One of the premises for which the corridor is considered for this study is the assumption that it is on these avenues where the processes of verticalization of the city are observed with greater clarity. Corridors are defined as "a set of buildings that by the characteristics of use to which they are destined, mainly non-residential (such as commercial, industrial, services, offices, among others, and / or mixed -including housing-), and whose front or fronts adjoin a public avenue of the Federal District, has become a value corridor with greater economic activity and greater commercial value of the land with respect to the predominant one in the area" [9].

Each one of these corridors has a land reference value that is intended to serve as a reference unit value in the appraisal review and the determination of reference values for taxes on the acquisition of real estate and the cadastral values for the property tax [10]. These values "are the result of exhaustive research, analysis and weighting of the real estate market" [10], and like the urban corridor (for planning purposes), the value corridor is still one of the current cadastral instruments.

To make the height analysis, there were some observations referring to the relationship between heights and damages caused by the 1985 and 2017 earthquakes that occurred in Mexico City.

Taking into account that after 1985 the building regulations in Mexico City were modified, it was decided to analyze the height that corresponds to the appearance of vertical buildings with housing use promoted during the decade 2002-2012 (6-10 storeys).

Another reference was the current height ranges defined by the Secretariat of Finance of the Government of Mexico City, which correspond to: 1 to 2 floors; 3 to 5 floors; 6 to 10 floors; 11 to 15 floors; 16 to 20 floors, and 21 and more floors. However, when starting to analyze the information, it was observed that the last two ranges (16 to 20 and 21 and more floors), were statistically not significant, with percentages between 0.00 and 2.00%, so it was decided to integrate the last three ranges in a single one, that is, as "buildings of more than 11 levels", with the following results.

4. Composition and Changes in the Verticality of Mexico City

Contrary to what was thought at the beginning of the study, or what is intuitively observed at the street level, the buildings located along the avenues (corridors), are not mostly high-rise buildings but rather very small buildings. The range of heights prevailing at the beginning of the century in Mexico City on corridors from 1 to 2 levels is the rank with the greatest quantitative weight with almost 60%; the range from 3 to 5 levels follows with almost 30% (see Figures 2 and 3). With almost 7% the range from 6 to 10 levels is in third place and the rest with around 2% and less than 1% for the remaining ranges. These values do not present modifications in both periods.

---

- Problem details
Reproduce verbatim the stretch of the passage on building heights in Mexico City's corridors from "4. Composition and" through "in both periods.".

---

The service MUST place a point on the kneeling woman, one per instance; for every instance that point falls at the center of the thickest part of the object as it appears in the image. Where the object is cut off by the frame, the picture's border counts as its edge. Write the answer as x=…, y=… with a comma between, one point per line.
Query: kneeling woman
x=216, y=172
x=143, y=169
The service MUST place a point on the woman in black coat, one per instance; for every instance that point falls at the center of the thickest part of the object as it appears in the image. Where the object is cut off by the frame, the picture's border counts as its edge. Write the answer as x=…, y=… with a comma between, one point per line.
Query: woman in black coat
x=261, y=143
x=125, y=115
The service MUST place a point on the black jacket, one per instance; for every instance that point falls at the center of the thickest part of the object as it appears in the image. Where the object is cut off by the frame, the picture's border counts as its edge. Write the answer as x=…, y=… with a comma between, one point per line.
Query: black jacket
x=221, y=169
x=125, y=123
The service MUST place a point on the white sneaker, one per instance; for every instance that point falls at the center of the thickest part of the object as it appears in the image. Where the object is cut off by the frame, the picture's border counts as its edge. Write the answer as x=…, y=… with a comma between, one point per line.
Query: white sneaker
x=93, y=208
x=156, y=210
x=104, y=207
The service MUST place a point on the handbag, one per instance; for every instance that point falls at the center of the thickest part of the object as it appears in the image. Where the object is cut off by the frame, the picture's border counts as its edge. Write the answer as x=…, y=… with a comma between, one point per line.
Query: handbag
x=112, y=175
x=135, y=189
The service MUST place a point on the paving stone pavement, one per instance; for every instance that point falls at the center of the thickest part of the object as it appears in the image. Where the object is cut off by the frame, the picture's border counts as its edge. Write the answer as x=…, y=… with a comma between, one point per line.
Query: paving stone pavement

---

- Task result
4. Composition and Changes in the Verticality of Mexico City

Contrary to what was thought at the beginning of the study, or what is intuitively observed at the street level, the buildings located along the avenues (corridors), are not mostly high-rise buildings but rather very small buildings. The range of heights prevailing at the beginning of the century in Mexico City on corridors from 1 to 2 levels is the rank with the greatest quantitative weight with almost 60%; the range from 3 to 5 levels follows with almost 30% (see Figures 2 and 3). With almost 7% the range from 6 to 10 levels is in third place and the rest with around 2% and less than 1% for the remaining ranges. These values do not present modifications in both periods.